Under normal circumstances, the Balanced Fund’s target asset mix is 65% equity securities and 35% fixed income securities, with a range of 50% to 75% in equity securities and a range of 25% to 50% in fixed income securities.
 
The Balanced Fund also may invest in direct investments, including but not limited to exchange-traded products (“ETPs”), which include both exchange-traded funds and exchange-traded notes.
 
Under normal market conditions, the Balanced Fund invests in a diversified portfolio of global debt and equity securities of which at least 40% of the Balanced Fund’s net assets will be invested in non-U.S. investments and in at least three different countries.  The Balanced Fund normally invests at least 25% of its assets in fixed income securities and at least 25% of its assets in equity securities. The Balanced Fund seeks income by investing in a combination of corporate, agency and government bonds and other debt securities of any maturity issued in numerous countries, including emerging markets countries. The Balanced Fund may also invest in high-yield bonds rated below investment grade credit quality.  The Balanced Fund seeks capital appreciation by investing in equity securities of companies from a variety of industries located anywhere in the world, including emerging markets.

DATASET ENTRIES –
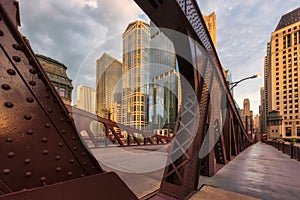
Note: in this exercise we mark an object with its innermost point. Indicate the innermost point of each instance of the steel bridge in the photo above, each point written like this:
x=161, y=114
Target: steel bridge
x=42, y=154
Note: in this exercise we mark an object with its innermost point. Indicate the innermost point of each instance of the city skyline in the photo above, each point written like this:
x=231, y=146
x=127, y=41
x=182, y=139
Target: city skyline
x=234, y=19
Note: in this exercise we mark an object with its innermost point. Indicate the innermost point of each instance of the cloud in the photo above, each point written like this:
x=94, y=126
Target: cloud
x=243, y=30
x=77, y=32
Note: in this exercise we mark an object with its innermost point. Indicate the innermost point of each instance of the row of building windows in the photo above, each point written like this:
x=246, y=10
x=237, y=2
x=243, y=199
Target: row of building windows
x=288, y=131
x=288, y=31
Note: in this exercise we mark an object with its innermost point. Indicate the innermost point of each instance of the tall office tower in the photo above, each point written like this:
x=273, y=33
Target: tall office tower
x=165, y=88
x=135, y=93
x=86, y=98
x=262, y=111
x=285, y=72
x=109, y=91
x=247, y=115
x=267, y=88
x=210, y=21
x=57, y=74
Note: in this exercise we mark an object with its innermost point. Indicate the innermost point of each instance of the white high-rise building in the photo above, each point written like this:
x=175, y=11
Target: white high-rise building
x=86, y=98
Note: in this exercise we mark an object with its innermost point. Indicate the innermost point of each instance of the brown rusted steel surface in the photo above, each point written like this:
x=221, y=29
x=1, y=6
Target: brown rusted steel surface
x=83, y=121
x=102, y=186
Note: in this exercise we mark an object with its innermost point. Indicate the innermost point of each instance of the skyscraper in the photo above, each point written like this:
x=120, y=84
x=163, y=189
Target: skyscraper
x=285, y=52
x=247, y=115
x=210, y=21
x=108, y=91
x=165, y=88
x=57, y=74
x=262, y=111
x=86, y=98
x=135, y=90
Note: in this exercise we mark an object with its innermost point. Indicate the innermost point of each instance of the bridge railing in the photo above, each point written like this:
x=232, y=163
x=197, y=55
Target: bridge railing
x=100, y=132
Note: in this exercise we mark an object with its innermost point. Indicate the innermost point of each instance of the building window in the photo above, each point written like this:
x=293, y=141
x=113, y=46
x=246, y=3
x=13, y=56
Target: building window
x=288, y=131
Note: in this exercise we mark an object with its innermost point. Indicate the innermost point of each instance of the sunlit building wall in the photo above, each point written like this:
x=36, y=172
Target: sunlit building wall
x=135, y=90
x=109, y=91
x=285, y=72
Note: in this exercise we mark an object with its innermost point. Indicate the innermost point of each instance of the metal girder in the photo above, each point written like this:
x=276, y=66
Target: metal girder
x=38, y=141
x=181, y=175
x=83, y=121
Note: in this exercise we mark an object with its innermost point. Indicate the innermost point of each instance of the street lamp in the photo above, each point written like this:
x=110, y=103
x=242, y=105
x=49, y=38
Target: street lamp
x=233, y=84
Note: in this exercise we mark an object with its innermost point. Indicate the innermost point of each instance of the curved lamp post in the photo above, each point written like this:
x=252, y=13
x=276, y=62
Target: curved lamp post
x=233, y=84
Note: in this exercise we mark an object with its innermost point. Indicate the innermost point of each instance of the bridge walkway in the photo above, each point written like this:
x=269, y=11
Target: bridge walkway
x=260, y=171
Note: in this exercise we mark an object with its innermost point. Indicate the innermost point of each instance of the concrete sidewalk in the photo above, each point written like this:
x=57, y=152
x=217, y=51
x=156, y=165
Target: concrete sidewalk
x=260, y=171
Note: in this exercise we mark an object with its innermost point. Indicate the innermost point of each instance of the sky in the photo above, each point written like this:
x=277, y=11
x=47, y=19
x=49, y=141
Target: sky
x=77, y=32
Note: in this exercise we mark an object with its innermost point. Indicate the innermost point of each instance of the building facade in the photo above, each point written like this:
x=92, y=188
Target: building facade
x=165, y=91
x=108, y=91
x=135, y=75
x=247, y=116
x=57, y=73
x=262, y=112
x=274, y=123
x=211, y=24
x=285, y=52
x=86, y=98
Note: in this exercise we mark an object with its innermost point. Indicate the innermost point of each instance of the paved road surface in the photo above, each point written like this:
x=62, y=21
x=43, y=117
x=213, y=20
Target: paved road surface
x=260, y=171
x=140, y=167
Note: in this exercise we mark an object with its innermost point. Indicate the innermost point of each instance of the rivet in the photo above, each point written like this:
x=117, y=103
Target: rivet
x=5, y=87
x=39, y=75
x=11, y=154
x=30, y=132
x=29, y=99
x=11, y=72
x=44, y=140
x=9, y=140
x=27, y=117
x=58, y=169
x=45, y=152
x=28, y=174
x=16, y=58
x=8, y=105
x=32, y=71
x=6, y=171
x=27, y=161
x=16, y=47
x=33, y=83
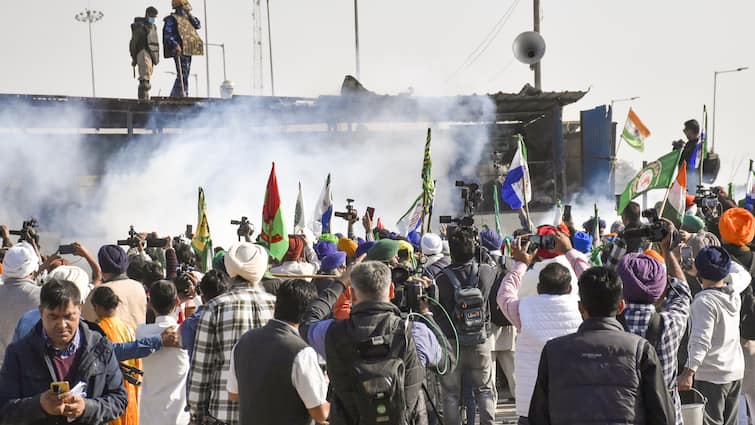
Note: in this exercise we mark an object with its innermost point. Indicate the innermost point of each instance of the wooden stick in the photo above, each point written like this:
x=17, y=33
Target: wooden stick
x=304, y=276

THE EXERCISE –
Rewrite the fund passage, starting with "Under normal circumstances, the" and going on through "and exchange-traded notes.", swapping "exchange-traded funds" for "mutual funds". The lines come from a different source than the text.

THE RESPONSE –
Under normal circumstances, the Balanced Fund’s target asset mix is 65% equity securities and 35% fixed income securities, with a range of 50% to 75% in equity securities and a range of 25% to 50% in fixed income securities.
 
The Balanced Fund also may invest in direct investments, including but not limited to exchange-traded products (“ETPs”), which include both mutual funds and exchange-traded notes.